‘World War Z,’ New Zombie Movie, Drew on Real Life Horrors
When executives at Paramount Pictures decided to modify the upcoming zombie apocalypse film World War Z to delete a reference to China as the origin of the zombie virus, they expected China’s censors to approve the film for a theatrical release in the country—the world’s second largest movie market.
However, the film, which opens on June 21 in the United States, was rejected by China’s censorship authorities, according to entertainment blog TheWrap.com, citing a source “familiar with upcoming releases in China.” A Paramount executive denied the news and told the blog that the studio had not yet received a response from China.
According to TheWrap.com, the scene in question showed the characters debating the location where the outbreak of the zombie virus began, which in the book was China. Paramount executives had the scene deleted preemptively to ensure that the film will score a deal to play in China’s theaters. Currently, the Chinese regime has a quota of 34 foreign films that they allow to be screened in the country.
While the scene was said to be a minor plot point in the film, China and its black market organ trade play a critical role in the novel that the film is adapted from.
Written by Max Brooks and published in 2006 under the same title, the novel begins in China, where the initial patient to be infected with the zombie virus is said to be a young boy from a remote Chinese village. The virus then spreads to other parts of the world through the black market organ trade, where infected organs extracted from executed political prisoners are sold to people in need of organ transplants. Those with the transplanted organs then die and come back alive as zombies.
“Years before the outbreak they’d been making millions on organs from executed political prisoners. You think something like a little virus is going to make them stop sucking that golden tit?” Brooks has one of his characters say in the novel.
The novel goes on to describe how the illegal trade worked: “You remove the heart not long after the victim’s died … maybe even while he’s still alive … they used to do that, you know, remove living organs to ensure their freshness … pack it in ice, put it on a plane for Rio … China used to be the largest exporter of human organs on the world market.”

## EXPLORE THE MATERIAL
A. Translate this sentence from the article about World War Z into Spanish: "While the scene was said to be a minor plot point in the film, China and its black market organ trade play a critical role in the novel that the film is adapted from."
B. According to the article about World War Z, how many foreign films does the Chinese regime currently allow to be screened in the country?
C. Write the next few sentences of the article about World War Z, picking up after its last sentence.

## ENTRIES PROVIDED
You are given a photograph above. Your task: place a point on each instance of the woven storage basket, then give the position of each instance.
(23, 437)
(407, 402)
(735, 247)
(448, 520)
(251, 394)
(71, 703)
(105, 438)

## RESPONSES PER TASK
A. Aunque se dijo que la escena era un punto menor de la trama de la película, China y su comercio de órganos en el mercado negro desempeñan un papel fundamental en la novela en la que se basa la película.

B. 34 foreign films.

C.
It is unclear whether this organ harvesting storyline existed in the early drafts of the script, or whether it was cut from the film to please Chinese censors, though it is certain that the storyline won’t be in the final cut of the film. Since the movie rights were sold to Paramount Pictures in 2006, it is known that the script underwent significant revisions, including a change in the screenwriter.
Paramount did not respond to requests for comment.
The original novel was an oral account, written from the perspective of multiple people who survived the zombie war, whereas the film follows a former UN employee, played by actor Brad Pitt, as he tries to find a way to stop the zombie virus from spreading.
Save the zombie outbreak, and the depiction of organs being put on ice and exported to other countries, Brooks’ novel provides a generally accurate depiction of the Chinese regime’s current organ harvesting practices from prisoners of conscience. Since 2006, when Canadian lawyers David Kilgour and David Matas published a report revealing the regime’s systematic harvesting of organs from Falun Gong practitioners held within China’s prisons, mounting evidence has emerged of prisoners in China being killed for their organs, which are then sold for profit to those needing organ transplants—the majority of the organs suspected to be from adherents of Falun Gong, a spiritual practice that has been banned and severely persecuted by the Chinese regime since 1999. An exponential increase in the number of organ transplantations in China since 2000 has led experts to estimate that tens of thousands of organs from Falun Gong practitioners have been harvested.
Brooks himself has said in an online Q&A that he did extensive research to ensure that everything in the book, excluding the zombies, “is either taken from reality or 100% real.”